begin Recorded data

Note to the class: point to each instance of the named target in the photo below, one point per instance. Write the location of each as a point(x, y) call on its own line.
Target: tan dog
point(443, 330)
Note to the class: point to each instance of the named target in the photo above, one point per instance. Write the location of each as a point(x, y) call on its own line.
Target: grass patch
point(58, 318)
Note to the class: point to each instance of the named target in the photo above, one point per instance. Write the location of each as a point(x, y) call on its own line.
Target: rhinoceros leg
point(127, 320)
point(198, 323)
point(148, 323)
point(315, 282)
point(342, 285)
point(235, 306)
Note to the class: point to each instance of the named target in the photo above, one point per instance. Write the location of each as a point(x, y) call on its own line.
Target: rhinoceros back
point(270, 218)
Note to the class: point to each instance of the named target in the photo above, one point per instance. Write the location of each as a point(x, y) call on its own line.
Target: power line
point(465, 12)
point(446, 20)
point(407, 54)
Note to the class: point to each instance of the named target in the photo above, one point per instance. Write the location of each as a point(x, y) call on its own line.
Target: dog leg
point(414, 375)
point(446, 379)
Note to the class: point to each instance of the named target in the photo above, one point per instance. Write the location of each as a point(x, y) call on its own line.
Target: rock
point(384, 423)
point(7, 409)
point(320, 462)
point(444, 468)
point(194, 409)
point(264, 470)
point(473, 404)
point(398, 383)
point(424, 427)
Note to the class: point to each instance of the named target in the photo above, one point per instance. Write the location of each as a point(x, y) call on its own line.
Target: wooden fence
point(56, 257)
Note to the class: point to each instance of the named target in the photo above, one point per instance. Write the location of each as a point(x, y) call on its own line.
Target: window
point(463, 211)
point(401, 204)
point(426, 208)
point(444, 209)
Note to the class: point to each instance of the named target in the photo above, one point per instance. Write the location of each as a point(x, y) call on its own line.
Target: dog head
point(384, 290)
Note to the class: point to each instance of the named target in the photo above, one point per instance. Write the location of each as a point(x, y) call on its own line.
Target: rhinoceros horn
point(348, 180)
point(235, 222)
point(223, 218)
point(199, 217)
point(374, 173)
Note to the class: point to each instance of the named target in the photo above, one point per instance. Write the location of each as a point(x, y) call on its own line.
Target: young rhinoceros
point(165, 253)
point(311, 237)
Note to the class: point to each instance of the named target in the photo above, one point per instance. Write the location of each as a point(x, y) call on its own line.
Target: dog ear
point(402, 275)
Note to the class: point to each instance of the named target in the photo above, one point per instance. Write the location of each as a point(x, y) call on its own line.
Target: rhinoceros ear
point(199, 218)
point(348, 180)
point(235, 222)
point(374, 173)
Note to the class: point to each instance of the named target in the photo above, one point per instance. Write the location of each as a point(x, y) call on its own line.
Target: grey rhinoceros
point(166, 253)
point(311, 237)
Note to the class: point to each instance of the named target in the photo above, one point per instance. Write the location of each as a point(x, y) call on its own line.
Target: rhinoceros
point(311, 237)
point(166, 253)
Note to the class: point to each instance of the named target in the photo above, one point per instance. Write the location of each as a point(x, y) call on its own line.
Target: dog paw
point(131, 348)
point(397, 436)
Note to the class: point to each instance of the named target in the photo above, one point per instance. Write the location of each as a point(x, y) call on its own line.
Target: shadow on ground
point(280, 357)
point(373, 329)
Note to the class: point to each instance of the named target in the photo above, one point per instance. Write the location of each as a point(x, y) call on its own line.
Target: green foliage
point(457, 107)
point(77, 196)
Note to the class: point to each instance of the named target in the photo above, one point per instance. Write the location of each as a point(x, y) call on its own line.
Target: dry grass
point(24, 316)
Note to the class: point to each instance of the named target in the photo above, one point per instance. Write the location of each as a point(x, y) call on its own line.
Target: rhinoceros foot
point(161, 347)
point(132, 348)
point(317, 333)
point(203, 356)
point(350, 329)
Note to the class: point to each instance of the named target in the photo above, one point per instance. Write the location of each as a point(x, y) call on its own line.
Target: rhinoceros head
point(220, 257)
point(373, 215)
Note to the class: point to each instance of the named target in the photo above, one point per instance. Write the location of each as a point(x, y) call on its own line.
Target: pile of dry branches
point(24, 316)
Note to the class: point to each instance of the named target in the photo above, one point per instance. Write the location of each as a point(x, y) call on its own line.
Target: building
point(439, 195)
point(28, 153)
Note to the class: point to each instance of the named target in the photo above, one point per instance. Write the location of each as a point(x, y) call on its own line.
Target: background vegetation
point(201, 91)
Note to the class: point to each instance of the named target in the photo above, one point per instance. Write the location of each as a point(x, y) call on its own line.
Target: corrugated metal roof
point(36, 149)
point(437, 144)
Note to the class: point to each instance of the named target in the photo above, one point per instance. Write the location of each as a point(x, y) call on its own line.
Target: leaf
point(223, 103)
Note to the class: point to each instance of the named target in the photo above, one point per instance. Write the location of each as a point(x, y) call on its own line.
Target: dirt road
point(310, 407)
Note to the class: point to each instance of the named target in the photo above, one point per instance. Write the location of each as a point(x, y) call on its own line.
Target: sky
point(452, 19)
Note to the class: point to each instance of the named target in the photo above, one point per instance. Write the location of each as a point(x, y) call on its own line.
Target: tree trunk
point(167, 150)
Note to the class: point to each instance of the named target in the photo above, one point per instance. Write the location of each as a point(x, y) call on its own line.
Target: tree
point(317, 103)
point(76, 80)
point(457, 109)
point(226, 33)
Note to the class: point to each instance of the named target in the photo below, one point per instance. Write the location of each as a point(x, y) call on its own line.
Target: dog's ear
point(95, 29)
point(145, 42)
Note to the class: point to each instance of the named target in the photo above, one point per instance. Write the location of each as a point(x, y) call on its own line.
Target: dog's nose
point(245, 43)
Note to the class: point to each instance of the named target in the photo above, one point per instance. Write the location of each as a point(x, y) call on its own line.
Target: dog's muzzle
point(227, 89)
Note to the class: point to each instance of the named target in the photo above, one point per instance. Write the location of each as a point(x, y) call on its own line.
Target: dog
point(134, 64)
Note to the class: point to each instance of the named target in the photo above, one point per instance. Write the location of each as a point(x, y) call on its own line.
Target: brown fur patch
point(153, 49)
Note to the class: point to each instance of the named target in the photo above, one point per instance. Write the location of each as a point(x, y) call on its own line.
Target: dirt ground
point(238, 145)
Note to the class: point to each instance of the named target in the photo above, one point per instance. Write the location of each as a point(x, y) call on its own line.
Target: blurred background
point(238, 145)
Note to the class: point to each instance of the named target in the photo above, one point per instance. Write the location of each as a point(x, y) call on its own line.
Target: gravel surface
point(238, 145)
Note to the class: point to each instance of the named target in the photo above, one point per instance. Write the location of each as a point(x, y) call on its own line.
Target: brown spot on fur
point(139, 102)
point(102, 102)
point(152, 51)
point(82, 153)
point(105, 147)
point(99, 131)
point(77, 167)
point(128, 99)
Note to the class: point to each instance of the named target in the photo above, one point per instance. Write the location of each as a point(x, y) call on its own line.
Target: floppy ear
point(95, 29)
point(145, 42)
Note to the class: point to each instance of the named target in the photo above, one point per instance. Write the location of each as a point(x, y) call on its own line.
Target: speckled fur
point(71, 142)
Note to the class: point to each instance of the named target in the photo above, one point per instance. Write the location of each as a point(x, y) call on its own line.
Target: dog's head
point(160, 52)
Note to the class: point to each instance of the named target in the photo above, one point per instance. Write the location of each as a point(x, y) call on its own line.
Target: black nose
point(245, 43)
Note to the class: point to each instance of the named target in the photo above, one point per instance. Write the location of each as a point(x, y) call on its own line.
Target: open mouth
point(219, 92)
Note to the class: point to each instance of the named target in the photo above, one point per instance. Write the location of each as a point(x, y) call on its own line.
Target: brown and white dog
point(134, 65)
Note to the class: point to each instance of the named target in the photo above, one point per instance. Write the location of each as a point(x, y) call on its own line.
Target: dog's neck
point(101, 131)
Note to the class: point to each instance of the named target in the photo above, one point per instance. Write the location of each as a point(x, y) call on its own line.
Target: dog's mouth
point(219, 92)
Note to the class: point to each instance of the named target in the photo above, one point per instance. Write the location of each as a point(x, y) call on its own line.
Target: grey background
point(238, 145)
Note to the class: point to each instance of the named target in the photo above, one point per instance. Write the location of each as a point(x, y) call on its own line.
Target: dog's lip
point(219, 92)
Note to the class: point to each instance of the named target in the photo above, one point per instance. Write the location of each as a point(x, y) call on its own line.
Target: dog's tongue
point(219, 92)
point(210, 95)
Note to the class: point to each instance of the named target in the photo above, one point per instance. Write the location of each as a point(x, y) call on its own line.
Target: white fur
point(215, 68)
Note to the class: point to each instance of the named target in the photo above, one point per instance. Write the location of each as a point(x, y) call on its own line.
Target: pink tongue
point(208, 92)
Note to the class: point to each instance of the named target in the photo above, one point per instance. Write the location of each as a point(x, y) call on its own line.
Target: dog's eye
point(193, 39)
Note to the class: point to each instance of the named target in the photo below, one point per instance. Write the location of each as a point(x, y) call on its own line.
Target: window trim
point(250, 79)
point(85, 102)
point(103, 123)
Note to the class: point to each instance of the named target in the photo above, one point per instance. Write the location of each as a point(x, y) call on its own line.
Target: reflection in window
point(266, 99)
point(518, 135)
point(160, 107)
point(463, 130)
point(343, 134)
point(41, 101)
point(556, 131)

end Recorded data

Work required: Return the lines above word for word, from the very first line through the line containing "point(444, 209)", both ends included.

Result:
Note to the class: point to each instance of the named target in the photo below, one point per instance. Write the location of each as a point(x, y) call on its own line.
Target: tan dog
point(443, 330)
Note to the class: point to each instance of the named target in the photo above, one point per instance. Write the location of each as a point(x, y) call on its own line.
Target: grass patch
point(58, 318)
Note to the class: point to each instance of the named target in the photo above, one point per instance. Write the location of each as a point(x, y) call on its own line.
Target: rhinoceros leg
point(127, 320)
point(198, 323)
point(148, 323)
point(315, 282)
point(342, 285)
point(235, 306)
Note to the class: point to each instance of the named target in the photo above, one point per instance. Write the location of each as a point(x, y) call on its own line.
Target: rhinoceros back
point(270, 218)
Note to the class: point to each instance of the named target in the photo above, one point per instance. Write the location of each as a point(x, y) call on its own line.
Target: power line
point(465, 12)
point(446, 20)
point(407, 54)
Note to the class: point to each instance of the named target in the photo above, one point per instance. Write the location of each as a point(x, y) call on its own line.
Target: dog leg
point(414, 375)
point(446, 379)
Note to the class: point to each instance of the named target in the photo above, one point per instance. Write the location of each as a point(x, y) call on its own line.
Target: rock
point(384, 423)
point(7, 409)
point(320, 462)
point(444, 468)
point(194, 409)
point(264, 470)
point(473, 404)
point(398, 383)
point(424, 427)
Note to the class: point to each instance of the named target in the photo above, one point per instance. Write the location of each as a point(x, y) call on its own line.
Target: wooden fence
point(56, 257)
Note to the class: point to each instance of the named target in the photo above, one point per instance. Write the location of each as a point(x, y) call on its own line.
Target: window
point(463, 211)
point(401, 204)
point(426, 208)
point(444, 209)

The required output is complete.